_Directions for this task_
For this exercise, transcribe every line of the material exactly and skip the pictures.

_Data supplied_
[Start of Attachment]

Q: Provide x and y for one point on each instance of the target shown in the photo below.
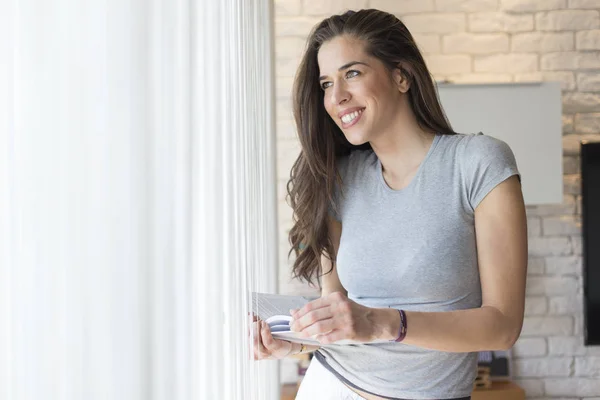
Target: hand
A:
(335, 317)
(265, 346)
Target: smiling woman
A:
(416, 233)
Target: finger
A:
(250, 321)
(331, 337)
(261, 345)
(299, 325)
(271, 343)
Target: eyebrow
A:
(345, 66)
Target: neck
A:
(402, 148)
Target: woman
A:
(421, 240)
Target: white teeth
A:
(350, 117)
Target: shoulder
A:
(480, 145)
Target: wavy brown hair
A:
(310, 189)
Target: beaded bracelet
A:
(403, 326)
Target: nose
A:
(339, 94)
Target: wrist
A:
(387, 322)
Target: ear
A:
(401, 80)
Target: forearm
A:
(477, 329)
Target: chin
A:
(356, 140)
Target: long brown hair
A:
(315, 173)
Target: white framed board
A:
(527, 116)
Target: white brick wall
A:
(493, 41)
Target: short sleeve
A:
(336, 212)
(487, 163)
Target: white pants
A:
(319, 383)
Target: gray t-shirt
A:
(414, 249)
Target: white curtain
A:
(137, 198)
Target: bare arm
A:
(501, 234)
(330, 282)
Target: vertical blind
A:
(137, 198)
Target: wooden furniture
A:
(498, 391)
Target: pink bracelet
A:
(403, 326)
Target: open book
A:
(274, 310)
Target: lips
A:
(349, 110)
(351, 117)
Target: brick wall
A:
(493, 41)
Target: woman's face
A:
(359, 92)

[End of Attachment]

_Response box_
Q: Provide x and y for one point on each instance of the target shown in the photo below.
Target: hand
A:
(335, 317)
(265, 346)
Target: smiling woman
A:
(416, 233)
Target: finger
A:
(250, 321)
(331, 337)
(261, 345)
(299, 325)
(271, 343)
Target: eyebrow
A:
(345, 66)
Target: neck
A:
(402, 148)
Target: woman
A:
(421, 240)
Target: white teeth
A:
(350, 117)
Target: shoulder
A:
(480, 145)
Target: wavy brown hair
A:
(310, 189)
Target: beaded bracelet
A:
(403, 326)
Target: nose
A:
(339, 94)
Target: wrist
A:
(387, 322)
Target: ear
A:
(401, 80)
Target: forearm
A:
(477, 329)
Target: chin
A:
(356, 140)
Target: long brown hair
A:
(315, 173)
Target: white framed board
A:
(527, 116)
Target: white brick wall
A:
(493, 41)
Target: short sleeve
A:
(336, 212)
(487, 163)
Target: white pants
A:
(319, 383)
Target: gray t-shirt
A:
(414, 249)
Target: white curtain
A:
(137, 198)
Target: bare arm
A:
(501, 234)
(330, 282)
Target: vertical blind
A:
(137, 198)
Target: wooden furniture
A:
(498, 391)
Target: pink bracelet
A:
(403, 326)
Target: open book
A:
(274, 310)
Target: lips
A:
(349, 110)
(351, 117)
Target: brick wall
A:
(493, 41)
Target: woman's face
A:
(359, 92)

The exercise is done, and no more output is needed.